EXTRACT:
──────

This seems not improbable. On June 6th the official
Mercurius Politicus speaks of this plot as
follows: “The traitorous conspiracy
mentioned heretofore it appears every day more desperate
and bloody. It is discovered that their design
was to have destroyed his Highness’s person,
and all others at the helm of Government that they
could have laid hands on. Immediately upon the
villainous assassination, they intended to have proclaimed
Charles Stuart by the assistance of a tumult,”
etc. etc. This with constant accounts
of further arrests troubles the public mind at this
time.
The passage of Cowley which Dorothy
refers to is in the second book of Cowley’s
Davideis. It opens with a description of
the friendship between David and Jonathan, and, upon
that occasion, a digression concerning the nature
of love. The poem was written by Cowley when a
young man at Cambridge. One can picture Dorothy
reading and musing over lines like these with sympathy
and admiration:
What
art thou, love, thou great mysterious thing?
From
what hid stock does thy strange nature spring?
’Tis
thou that mov’st the world through ev’ry
part,
And
hold’st the vast frame close that nothing start
From
the due place and office first ordained,
By
thee were all things made and are sustained.
Sometimes
we see thee fully and can say
From
hence thou took’st thy rise and went’st
that way,
But
oft’ner the short beams of reason’s eye
See
only there thou art, not how, nor why.
His lines on love, though overcharged
with quaint conceits, are often noble and true, and
end at least with one fine couplet:
Thus
dost thou sit (like men e’er sin had framed
A
guilty blush), naked but not ashamed.
I promised in my last to write again
before I went out of town, and now I’ll be as
good as my word. They are all gone this morning,
and have left me much more at liberty than I have
been of late, therefore I believe this will be a long
letter; perhaps too long, at least if my letters are
as little entertaining as my company is. I was
carried yesterday abroad to a dinner that was designed
for mirth, but it seems one ill-humoured person in
the company is enough to put all the rest out of tune;
for I never saw people perform what they intended worse,
and could not forbear telling them so: but to
excuse themselves and silence my reproaches, they
all agreed to say that I spoiled their jollity by
wearing the most unreasonable looks that could be put
on for such an occasion. I told them I knew no
remedy but leaving me behind next time, and could
have told them that my looks were suitable to my fortune,
though not to a feast. Fye! I am got into
my complaining humour that tires myself as well as
everybody else, and which (as you observe) helps not
at all. Would it would leave me, and then I could
believe I shall not always have occasion for it.
But that’s in nobody’s power, and my Lady
Talmash, that says she can do whatsoever she will,
cannot believe whatsoever she pleases. ’Tis
not unpleasant, methinks, to hear her talk, how at
such a time she was sick and the physicians told her
she would have the small-pox, and showed her where
they were coming out upon her; but she bethought herself
that it was not at all convenient for her to have
them at that time; some business she had that required
her going abroad, and so she resolved she would not
be sick; nor was not. Twenty such stories as
these she tells; and then falls into discoveries of
strength of reason and the power of philosophy, till
she confounds herself and all that hear her.

──────

(Items from a dataset)
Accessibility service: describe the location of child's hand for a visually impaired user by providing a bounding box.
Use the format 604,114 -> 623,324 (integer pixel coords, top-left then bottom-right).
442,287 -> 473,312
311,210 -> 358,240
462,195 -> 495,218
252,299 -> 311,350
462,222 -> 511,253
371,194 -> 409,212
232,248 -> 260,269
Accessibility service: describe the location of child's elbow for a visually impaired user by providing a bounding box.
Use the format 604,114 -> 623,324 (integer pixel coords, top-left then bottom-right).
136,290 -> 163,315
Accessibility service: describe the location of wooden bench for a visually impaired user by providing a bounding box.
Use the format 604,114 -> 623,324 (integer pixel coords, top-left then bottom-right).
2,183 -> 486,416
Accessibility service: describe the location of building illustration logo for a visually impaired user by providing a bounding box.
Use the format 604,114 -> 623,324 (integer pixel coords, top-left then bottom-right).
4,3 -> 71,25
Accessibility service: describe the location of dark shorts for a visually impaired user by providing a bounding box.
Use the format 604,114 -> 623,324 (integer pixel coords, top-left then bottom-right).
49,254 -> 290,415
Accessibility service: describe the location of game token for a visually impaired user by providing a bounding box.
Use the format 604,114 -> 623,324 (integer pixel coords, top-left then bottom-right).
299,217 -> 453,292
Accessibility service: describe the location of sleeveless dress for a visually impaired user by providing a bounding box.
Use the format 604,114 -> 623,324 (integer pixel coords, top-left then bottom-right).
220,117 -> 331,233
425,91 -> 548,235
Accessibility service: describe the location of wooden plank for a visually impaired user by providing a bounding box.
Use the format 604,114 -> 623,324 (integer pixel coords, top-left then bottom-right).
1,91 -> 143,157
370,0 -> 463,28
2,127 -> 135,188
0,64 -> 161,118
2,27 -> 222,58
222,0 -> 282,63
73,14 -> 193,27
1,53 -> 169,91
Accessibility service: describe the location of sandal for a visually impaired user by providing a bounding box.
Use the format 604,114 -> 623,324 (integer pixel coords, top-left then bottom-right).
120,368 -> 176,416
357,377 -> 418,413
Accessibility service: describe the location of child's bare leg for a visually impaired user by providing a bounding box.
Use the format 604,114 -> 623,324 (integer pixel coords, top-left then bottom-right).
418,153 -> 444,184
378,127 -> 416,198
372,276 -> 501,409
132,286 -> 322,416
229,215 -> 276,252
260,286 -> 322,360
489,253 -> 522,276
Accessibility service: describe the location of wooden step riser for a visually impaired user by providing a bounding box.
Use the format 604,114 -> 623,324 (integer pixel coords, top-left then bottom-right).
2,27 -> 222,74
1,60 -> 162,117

──────

STATED PROBLEM 1: According to the Dorothy extract, in which book of Cowley's Davideis does the passage that Dorothy refers to appear?
STATED PROBLEM 2: Repeat the Dorothy extract from "The passage of" up to and including "strange nature spring?".
STATED PROBLEM 3: Pick up the Dorothy extract after its final sentence and carry it further.
The material is not required for this work.

WRITTEN ANSWER 1: The second book.

WRITTEN ANSWER 2:
The passage of Cowley which Dorothy
refers to is in the second book of Cowley’s
Davideis. It opens with a description of
the friendship between David and Jonathan, and, upon
that occasion, a digression concerning the nature
of love. The poem was written by Cowley when a
young man at Cambridge. One can picture Dorothy
reading and musing over lines like these with sympathy
and admiration:
What
art thou, love, thou great mysterious thing?
From
what hid stock does thy strange nature spring?

WRITTEN ANSWER 3:
You have no such ladies in Ireland?
Oh me, but I heard to-day your cousin
Hammond is going thither to be in Ludlow’s place.
Is it true? You tell me nothing what is done there,
but ’tis no matter. The less one knows
of State affairs I find it is the better. My
poor Lady Vavasour is carried to the Tower, and her
great belly could not excuse her, because she was
acquainted by somebody that there was a plot against
the Protector, and did not discover it. She has
told now all that was told her, but vows she will never
say from whence she had it: we shall see whether
her resolutions are as unalterable as those of my
Lady Talmash. I wonder how she behaved herself
when she was married. I never saw any one yet
that did not look simply and out of countenance, nor
ever knew a wedding well designed but one; and that
was of two persons who had time enough I confess to
contrive it, and nobody to please in’t but themselves.
He came down into the country where she was upon a
visit, and one morning married her. As soon as
they came out of the church they took coach and came
for the town, dined at an inn by the way, and at night
came into lodgings that were provided for them where
nobody knew them, and where they passed for married
people of seven years’ standing.
The truth is I could not endure to
be Mrs. Bride in a public wedding, to be made the
happiest person on earth. Do not take it ill,
for I would endure it if I could, rather than fail;
but in earnest I do not think it were possible for
me. You cannot apprehend the formalities of a
treaty more than I do, nor so much the success on’t.
Yet in earnest, your father will not find my brother
Peyton wanting in civility (though he is not a man
of much compliment, unless it be in his letters to
me), nor an unreasonable person in anything, so he
will allow him out of his kindness to his wife to
set a higher value upon her sister than she deserves.
I know not how he may be prejudiced as to the business,
but he is not deaf to reason when ’tis civilly
delivered, and is as easily gained with compliance
and good usage as anybody I know, but by no other
way. When he is roughly dealt with, he is like
me, ten times the worse for’t.
I make it a case of conscience to
discover my faults to you as fast as I know them,
that you may consider what you have to do. My
aunt told me no longer agone than yesterday that I
was the most wilful woman that ever she knew, and
had an obstinacy of spirit nothing could overcome.
Take heed! you see I give you fair warning.
I have missed a letter this Monday:
What is the reason? By the next, I shall be gone
into Kent, and my other journey is laid aside, which
I am not displeased at, because it would have broken
our intercourse very much.
Here are some verses of Cowley’s.
Tell me how you like them. ’Tis only a
piece taken out of a new thing of his; the whole is
very long, and is a description of, or rather a paraphrase
upon the friendship of David and Jonathan. ’Tis,
I think, the best I have seen of his, and I like the
subject because ’tis that I would be perfect
in. Adieu.
Je suis vostre.
Letter 62.
June the 26th .
I told you in my last that my Suffolk
journey was laid aside, and that into Kent hastened.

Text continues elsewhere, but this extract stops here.